» To do:
Rewrite everything from the line containing "In the photo above, where can the quarterback" down to the end of the data, replacing "white jersey" with "red jersey" and leaving all else unchanged.

» Material:
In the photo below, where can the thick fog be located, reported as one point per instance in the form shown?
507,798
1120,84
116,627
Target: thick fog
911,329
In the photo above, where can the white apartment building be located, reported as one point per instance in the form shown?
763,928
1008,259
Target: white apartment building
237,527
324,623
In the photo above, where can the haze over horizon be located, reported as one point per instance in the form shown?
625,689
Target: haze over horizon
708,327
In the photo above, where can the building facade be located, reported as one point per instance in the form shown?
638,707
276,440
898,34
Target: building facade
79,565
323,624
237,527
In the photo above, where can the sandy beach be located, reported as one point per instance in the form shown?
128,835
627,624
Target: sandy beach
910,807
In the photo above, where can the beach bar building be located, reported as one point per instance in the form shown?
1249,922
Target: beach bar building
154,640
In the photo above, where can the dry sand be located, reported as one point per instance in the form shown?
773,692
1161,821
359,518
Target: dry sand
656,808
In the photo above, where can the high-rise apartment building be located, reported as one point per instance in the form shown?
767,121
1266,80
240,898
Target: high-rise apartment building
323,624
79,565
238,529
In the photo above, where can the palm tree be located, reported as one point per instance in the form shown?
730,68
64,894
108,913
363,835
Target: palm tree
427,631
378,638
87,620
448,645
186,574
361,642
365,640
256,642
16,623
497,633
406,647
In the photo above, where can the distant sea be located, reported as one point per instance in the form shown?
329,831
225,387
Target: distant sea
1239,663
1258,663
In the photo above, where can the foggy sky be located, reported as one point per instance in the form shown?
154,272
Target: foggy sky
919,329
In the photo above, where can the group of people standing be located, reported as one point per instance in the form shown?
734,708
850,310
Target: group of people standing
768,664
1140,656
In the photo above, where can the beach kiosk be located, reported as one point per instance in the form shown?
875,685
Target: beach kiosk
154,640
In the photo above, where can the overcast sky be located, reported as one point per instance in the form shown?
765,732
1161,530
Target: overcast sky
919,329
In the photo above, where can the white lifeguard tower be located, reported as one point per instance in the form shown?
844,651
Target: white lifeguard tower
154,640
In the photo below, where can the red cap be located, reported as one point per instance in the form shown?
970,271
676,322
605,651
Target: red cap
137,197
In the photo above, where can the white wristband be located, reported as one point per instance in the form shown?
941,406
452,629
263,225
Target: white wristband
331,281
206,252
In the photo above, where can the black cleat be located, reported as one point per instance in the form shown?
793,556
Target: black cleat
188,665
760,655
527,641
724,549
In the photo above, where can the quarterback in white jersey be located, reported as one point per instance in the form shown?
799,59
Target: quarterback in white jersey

» Finished answer:
In the photo above, where can the quarterback in red jersey be located, reported as one point per instance in the form shown?
799,59
Target: quarterback in red jersey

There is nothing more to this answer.